● **TASK BRIEF**: The data below calls for an exact copy.

[Region pointing data]
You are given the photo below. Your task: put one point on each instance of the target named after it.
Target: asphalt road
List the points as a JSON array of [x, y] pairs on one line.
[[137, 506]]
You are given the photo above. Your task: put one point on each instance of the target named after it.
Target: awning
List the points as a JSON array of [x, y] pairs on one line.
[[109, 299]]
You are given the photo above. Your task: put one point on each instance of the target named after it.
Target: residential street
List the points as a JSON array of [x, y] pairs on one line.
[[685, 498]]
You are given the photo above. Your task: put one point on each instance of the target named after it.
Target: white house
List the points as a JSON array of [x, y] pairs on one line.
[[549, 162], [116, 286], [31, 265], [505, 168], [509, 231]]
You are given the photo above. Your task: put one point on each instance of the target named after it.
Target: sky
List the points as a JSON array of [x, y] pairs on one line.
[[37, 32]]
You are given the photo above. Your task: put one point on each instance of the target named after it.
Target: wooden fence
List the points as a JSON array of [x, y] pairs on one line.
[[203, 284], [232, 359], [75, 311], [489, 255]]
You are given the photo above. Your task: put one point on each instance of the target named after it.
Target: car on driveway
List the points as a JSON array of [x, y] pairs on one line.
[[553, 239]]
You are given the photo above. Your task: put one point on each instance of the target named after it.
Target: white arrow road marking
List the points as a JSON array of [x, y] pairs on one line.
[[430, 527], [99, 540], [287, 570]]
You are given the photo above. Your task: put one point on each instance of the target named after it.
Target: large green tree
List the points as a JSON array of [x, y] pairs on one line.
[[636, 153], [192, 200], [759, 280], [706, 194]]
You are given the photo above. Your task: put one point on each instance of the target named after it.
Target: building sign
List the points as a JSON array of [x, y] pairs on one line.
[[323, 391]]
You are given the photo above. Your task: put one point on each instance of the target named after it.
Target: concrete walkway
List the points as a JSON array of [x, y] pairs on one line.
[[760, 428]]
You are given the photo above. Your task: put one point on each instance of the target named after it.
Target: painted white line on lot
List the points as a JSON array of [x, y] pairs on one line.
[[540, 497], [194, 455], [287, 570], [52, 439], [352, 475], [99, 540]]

● **RESULT OF THE TASK**:
You are given the photo below. Your task: put one point on each instance of the target named after it.
Target: asphalt road
List the points as a JSON array of [x, y] pairs on one line.
[[137, 506]]
You are given the photo above. Your task: put one point on each instance of the target named after it.
Target: awning
List the points as a JSON array of [x, y] pairs on one line.
[[109, 299]]
You are given the photo above. Your task: put one point on each instance of the target named after it.
Target: residential street
List the points as a JSON array of [x, y] pairs on one line.
[[685, 498]]
You are given the photo above. Your task: put one point on each instance of the target named after it.
Target: white house
List the points as a JSON array of [x, y] pairs on one line.
[[549, 162], [116, 286], [31, 265], [505, 168], [509, 231]]
You are given the photo above. Your task: put one point on each instance of the target named after it.
Target: sky
List the points as a JSON array of [x, y] pairs on one line.
[[37, 32]]
You are given the photo above. Your task: put one point on each instance of the target named after it.
Target: wooden fence
List the points as a JSON array of [x, y] pairs on one line.
[[203, 284], [232, 359], [75, 311], [489, 255]]
You are given the photo above. Your task: put one point on each instance of the target named after it.
Target: car on driveway
List the points as a JSON array of [x, y] pairs on one line.
[[553, 239]]
You are given the photo above. Your task: put one point on each instance of the target named after it.
Target: white arrow road marking
List the points as a JSON array of [x, y] pairs on one line.
[[430, 527], [99, 540], [287, 570]]
You are given the photo above. Your task: put one point on each instance of the target named after it.
Target: large green tree
List the points as a JSON array of [x, y] pairs on one line.
[[636, 153], [192, 200], [759, 280], [706, 194]]
You are given the photo above. Your task: put one point on each instance of the target named after it.
Target: building sign
List the points as a JSON array of [x, y] pairs on one line.
[[323, 391]]
You are given the photo above. Your task: put one point on each instance of the target named after it.
Target: concrete walkway
List the points as a JSON array of [x, y] pairs on one line.
[[760, 428]]
You are given the photo above. Your task: put one point on each instance of the target named after it.
Target: painted white line on lot
List the points as a JSON array of [x, y] pairs on one line.
[[540, 497], [194, 455], [287, 570], [52, 439], [352, 475], [99, 540]]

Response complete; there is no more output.